TASKS TO COMPLETE
A: Copy the funerals blog post word for word, from "Having been raised" down to "have been pleased.".
B: Pick up the funerals blog post where it stops and keep writing it.

TEXT FOR ANALYSIS
####

This is not a foodie blog, although I may talk about food from time to time.
It is not a rant blog, although I may do that, too.
It is simply a sharing of my thoughts because we all need an audience who responds to us,
to validate that we mean something, that we are alive.
Enjoy.

Sunday, February 12, 2012

Funereal Observations

I am becoming a funeral connoisseur. It began with my father’s funeral in 1981. He was a 32nd degree Mason. My mother did not approve, but she relented and allowed the Masonic ritual to be performed at Daddy’s interment.

Having been raised in my mother’s very austere church, I found the ritual wondrous. Masonic brothers stood around my father’s casket and recited a comforting liturgy while folding a carpenter’s apron. Daddy would have been pleased.

I don’t remember attending a lot of funerals for the next twenty years, but suddenly I was spending a lot of time in funeral homes and churches. Most of the funerals were disappointing. They seemed irrelevant to the lives we were supposed to be celebrating. Occasionally, a funeral service would be a little less generic, like the service for a former black student of mine. It was very interactive. There were lots of “amens” and hats. I wish I had worn a hat. I felt out of place, not because I was white but because I was so inhibited and hatless, which was probably because I was white.

I attended the funeral of another student who would have been appalled at the somberness of the service. Granted it was heartbreaking that he was just in his thirties when he died, but he was one of the most talented, creative young men I had ever met. His funeral didn’t reflect that, and it made me sad that most of the people in attendance had no idea who he really was.

When my mother died at the age of ninety, I wanted to speak at her funeral and expressed my wishes to the preacher. He said that was his job. He was an awful speaker and didn’t do my mother justice. He didn’t know my mother when she was much younger and full of life. He didn’t know that I wanted to strangle him and put him out of my misery.

####

ENTRIES PROVIDED
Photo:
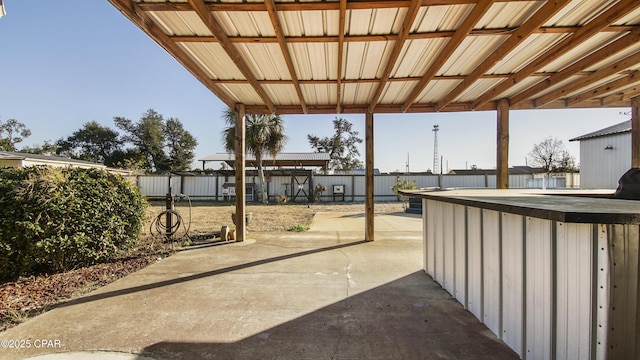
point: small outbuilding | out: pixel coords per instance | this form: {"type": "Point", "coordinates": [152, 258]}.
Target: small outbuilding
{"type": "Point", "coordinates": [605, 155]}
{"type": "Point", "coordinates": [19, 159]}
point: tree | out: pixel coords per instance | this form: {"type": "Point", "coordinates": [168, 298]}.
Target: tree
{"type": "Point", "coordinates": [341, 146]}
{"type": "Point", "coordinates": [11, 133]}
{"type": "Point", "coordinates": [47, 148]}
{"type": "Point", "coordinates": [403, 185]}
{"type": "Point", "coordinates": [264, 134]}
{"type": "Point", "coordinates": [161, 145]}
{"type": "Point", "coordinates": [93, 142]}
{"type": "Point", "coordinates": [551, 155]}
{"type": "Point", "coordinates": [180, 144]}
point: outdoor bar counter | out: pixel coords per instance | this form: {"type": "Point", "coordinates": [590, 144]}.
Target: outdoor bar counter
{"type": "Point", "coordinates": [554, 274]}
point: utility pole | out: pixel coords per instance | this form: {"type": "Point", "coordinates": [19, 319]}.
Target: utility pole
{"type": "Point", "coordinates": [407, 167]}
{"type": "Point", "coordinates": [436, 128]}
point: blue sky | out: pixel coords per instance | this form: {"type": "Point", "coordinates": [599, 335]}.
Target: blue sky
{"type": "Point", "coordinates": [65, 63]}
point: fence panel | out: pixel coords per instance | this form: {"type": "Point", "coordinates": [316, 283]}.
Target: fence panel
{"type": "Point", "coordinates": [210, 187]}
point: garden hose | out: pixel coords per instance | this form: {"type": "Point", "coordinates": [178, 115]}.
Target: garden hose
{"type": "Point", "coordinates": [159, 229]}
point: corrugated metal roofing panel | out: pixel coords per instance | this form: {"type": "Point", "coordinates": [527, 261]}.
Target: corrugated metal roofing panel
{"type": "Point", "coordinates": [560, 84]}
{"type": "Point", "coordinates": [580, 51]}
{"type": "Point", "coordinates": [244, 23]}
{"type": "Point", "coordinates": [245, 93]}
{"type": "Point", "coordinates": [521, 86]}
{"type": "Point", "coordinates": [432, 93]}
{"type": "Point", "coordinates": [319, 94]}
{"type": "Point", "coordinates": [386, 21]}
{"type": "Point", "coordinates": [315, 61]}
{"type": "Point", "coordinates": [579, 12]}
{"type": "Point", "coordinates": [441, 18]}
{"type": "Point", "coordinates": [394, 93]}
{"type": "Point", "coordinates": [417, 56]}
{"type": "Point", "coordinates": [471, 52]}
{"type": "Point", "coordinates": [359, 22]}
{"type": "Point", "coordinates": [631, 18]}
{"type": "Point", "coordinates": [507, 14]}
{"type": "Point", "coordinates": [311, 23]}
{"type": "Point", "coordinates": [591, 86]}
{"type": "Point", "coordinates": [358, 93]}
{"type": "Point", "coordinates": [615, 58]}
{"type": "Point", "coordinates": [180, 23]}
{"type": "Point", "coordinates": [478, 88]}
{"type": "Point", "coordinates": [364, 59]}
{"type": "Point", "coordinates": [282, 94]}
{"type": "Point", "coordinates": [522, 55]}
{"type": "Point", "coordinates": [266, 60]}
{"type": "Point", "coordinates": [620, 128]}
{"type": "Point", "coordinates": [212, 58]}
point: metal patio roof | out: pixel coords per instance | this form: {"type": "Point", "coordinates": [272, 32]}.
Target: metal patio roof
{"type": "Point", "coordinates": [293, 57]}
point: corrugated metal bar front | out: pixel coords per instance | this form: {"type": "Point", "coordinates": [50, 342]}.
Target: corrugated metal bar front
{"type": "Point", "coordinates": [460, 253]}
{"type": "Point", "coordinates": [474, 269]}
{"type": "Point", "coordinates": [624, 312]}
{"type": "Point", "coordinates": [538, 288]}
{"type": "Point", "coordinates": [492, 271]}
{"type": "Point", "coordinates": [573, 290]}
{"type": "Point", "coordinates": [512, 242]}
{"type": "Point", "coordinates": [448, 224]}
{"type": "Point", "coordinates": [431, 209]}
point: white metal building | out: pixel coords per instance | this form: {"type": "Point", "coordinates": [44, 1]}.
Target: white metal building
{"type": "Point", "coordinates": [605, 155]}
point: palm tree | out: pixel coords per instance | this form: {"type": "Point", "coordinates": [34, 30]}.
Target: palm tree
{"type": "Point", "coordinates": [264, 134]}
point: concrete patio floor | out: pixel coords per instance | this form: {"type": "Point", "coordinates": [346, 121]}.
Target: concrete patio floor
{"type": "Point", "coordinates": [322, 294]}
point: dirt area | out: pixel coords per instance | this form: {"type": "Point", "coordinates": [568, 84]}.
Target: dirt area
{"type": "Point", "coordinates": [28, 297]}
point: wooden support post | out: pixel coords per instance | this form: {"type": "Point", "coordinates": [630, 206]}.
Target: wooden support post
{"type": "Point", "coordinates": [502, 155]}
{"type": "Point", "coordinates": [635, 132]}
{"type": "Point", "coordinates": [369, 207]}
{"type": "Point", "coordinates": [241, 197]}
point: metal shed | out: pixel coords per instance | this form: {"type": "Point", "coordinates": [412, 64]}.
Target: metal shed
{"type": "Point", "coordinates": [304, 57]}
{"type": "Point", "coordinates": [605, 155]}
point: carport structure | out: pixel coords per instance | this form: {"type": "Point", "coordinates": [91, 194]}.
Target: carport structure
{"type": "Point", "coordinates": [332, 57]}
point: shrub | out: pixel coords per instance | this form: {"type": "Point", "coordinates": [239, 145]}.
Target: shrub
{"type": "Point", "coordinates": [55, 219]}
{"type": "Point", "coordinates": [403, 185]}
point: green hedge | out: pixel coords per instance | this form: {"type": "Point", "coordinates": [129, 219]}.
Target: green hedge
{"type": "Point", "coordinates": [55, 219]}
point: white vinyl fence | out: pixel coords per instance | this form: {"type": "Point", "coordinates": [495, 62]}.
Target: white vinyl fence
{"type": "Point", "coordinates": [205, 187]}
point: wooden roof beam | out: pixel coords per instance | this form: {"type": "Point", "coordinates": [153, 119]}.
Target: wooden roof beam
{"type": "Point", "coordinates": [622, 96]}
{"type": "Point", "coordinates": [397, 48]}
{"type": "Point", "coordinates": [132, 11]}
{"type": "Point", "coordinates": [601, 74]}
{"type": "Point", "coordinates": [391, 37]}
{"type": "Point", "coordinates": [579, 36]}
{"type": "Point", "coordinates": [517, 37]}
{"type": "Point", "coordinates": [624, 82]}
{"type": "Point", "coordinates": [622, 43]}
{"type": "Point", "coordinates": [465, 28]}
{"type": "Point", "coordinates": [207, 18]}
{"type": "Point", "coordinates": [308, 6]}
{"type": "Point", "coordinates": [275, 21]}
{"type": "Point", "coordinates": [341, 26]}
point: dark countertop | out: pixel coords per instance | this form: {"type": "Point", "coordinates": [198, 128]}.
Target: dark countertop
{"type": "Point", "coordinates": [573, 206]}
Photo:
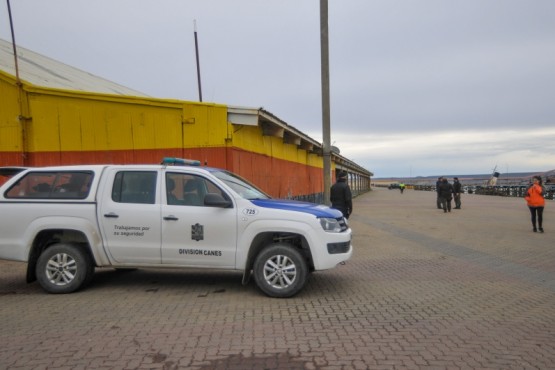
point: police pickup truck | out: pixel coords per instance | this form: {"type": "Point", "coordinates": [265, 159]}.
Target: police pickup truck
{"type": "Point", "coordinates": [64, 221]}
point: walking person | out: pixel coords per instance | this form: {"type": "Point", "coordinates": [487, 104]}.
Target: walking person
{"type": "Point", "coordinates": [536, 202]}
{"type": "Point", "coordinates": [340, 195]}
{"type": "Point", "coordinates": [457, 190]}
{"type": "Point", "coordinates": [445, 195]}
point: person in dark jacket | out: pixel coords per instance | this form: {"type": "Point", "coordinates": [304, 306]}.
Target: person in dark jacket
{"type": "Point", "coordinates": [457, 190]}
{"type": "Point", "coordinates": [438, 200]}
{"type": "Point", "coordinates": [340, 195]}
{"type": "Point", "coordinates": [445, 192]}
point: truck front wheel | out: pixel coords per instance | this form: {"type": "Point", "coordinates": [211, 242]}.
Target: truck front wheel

####

EXERCISE RESPONSES
A:
Having been raised in my mother’s very austere church, I found the ritual wondrous. Masonic brothers stood around my father’s casket and recited a comforting liturgy while folding a carpenter’s apron. Daddy would have been pleased.

B:
About a year-and-a-half later, I hosted my baby sister’s funeral in my home. My older sister read a poem that our sister had written about all of us cooking together. A little more tearfully than expected, I read the eulogy I had written. Then, according to her wishes, we traipsed out to the pasture behind my house and scattered her ashes. She would have loved it. She was the center of attention, and the people she loved most were there.

I have attended funerals at which the deceased was celebrated with anecdotes, both loving and humorous; funerals at which the preacher saw an opportunity to save souls (those are the worst!); and funerals so generic that I passed the time by planning my own funeral.

I don’t want a standard funeral. I want a party. It would be held in a community building of some sort. Everyone would bring his or her favorite dish and sit around eating and reminiscing. The formalities would include people getting up and telling their favorite memory about me, preferably something funny.

Then one of my children or grandchildren would read my poem:

Cradle

I crawl into the lap of the Universe

And rest my head in the curve of her arm.

She sighs to have me back

And hums a melody filled with stars.

I breathe in her fragrance of whirling atoms

And exploding suns.

I close my eyes in sleep

Forever.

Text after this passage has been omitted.